RECORDS PROVIDED
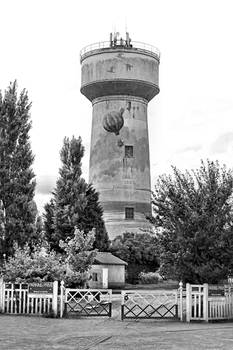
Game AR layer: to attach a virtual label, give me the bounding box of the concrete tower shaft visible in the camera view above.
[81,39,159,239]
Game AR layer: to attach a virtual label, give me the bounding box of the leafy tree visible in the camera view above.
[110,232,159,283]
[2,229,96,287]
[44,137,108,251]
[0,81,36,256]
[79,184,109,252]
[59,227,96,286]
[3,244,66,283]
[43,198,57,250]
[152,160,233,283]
* * *
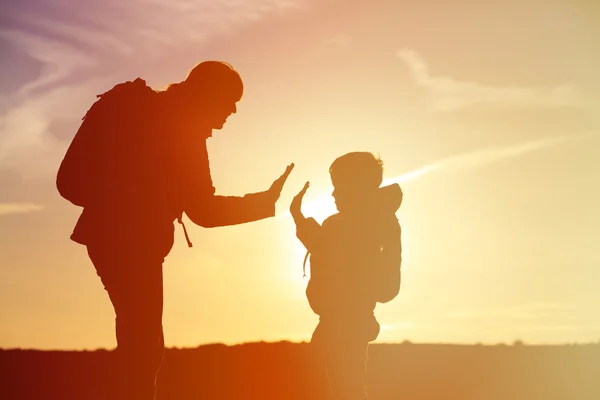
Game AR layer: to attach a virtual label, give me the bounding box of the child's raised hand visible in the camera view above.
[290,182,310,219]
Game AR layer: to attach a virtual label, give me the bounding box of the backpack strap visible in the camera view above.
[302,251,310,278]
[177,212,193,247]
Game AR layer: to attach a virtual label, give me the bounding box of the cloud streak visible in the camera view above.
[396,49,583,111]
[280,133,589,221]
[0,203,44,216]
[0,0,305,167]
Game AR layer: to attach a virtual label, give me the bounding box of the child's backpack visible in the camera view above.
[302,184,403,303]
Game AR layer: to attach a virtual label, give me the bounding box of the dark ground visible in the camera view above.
--
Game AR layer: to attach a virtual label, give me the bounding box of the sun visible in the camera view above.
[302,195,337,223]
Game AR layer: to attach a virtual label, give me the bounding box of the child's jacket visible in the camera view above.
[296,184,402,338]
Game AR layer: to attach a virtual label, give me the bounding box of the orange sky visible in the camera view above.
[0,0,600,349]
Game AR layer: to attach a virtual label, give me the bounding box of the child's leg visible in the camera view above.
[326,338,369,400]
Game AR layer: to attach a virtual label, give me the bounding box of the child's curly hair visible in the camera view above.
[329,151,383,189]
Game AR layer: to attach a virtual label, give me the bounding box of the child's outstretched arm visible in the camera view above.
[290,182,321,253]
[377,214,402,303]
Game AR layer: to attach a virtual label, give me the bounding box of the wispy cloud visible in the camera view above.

PROBLEM TO WORK ON
Please give the records again, starting at the line containing "shaft visible in the camera view above." and ending at the line containing "[81,39,159,239]", and scale every bounding-box coordinate in the answers by 0.45, rounding to whole numbers with halves rounded up. Return only those lines, requests included.

SOLUTION FOR THIS PROBLEM
Game AR layer: to attach a virtual label, give me the bounding box of the concrete tower shaft visible in the camera view above.
[36,18,72,108]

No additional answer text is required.